(Records contained in a dataset)
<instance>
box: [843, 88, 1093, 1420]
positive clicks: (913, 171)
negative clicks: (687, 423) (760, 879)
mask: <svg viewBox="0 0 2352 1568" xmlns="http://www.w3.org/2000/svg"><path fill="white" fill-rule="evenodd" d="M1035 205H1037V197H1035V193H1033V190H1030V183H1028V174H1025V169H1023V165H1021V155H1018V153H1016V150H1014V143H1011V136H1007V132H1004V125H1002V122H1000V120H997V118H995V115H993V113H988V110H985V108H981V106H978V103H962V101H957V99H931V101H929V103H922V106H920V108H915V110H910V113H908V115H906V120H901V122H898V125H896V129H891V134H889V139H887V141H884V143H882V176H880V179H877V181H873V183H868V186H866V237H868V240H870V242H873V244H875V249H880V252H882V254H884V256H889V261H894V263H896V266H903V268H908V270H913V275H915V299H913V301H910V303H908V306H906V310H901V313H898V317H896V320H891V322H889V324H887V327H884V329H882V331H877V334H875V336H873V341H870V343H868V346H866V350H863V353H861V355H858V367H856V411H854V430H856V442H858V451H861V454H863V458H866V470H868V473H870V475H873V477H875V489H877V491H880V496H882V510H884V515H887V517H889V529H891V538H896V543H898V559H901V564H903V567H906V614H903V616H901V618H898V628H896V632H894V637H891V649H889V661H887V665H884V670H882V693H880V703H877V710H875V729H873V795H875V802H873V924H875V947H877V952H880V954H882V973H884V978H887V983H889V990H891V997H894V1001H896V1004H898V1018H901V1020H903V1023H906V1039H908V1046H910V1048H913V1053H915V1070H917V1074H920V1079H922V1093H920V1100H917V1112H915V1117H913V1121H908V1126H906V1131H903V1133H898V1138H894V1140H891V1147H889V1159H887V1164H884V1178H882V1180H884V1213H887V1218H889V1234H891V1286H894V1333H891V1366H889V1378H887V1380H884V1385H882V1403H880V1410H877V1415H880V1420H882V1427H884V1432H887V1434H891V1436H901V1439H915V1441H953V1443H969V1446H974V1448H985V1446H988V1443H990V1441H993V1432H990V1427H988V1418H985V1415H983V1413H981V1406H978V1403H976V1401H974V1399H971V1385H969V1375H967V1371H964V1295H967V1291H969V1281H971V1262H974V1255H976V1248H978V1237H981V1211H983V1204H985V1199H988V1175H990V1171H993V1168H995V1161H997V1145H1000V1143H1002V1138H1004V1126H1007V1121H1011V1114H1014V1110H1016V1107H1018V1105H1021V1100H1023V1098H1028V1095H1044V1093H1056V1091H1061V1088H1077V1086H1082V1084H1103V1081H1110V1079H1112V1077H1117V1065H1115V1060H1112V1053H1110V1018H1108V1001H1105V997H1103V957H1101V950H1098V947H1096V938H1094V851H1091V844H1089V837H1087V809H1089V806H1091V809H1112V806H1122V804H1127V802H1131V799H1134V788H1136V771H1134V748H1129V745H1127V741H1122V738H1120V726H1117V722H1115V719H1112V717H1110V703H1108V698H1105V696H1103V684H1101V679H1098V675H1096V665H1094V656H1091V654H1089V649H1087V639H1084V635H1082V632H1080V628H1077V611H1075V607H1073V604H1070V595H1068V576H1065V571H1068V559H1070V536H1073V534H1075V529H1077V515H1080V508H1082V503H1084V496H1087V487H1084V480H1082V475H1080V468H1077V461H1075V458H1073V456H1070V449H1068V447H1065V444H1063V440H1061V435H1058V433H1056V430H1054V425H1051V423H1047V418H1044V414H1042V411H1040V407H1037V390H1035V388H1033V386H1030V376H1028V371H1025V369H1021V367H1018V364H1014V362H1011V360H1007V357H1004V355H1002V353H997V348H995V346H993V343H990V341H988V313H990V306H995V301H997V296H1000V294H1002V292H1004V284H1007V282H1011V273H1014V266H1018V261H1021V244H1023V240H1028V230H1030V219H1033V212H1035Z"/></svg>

Assignment
Retype the records above from the very first line down to the line with "positive clicks: (913, 171)", keeping both of those lines. Include nothing beyond them.

Answer to this problem
<instance>
box: [843, 88, 1093, 1420]
positive clicks: (913, 171)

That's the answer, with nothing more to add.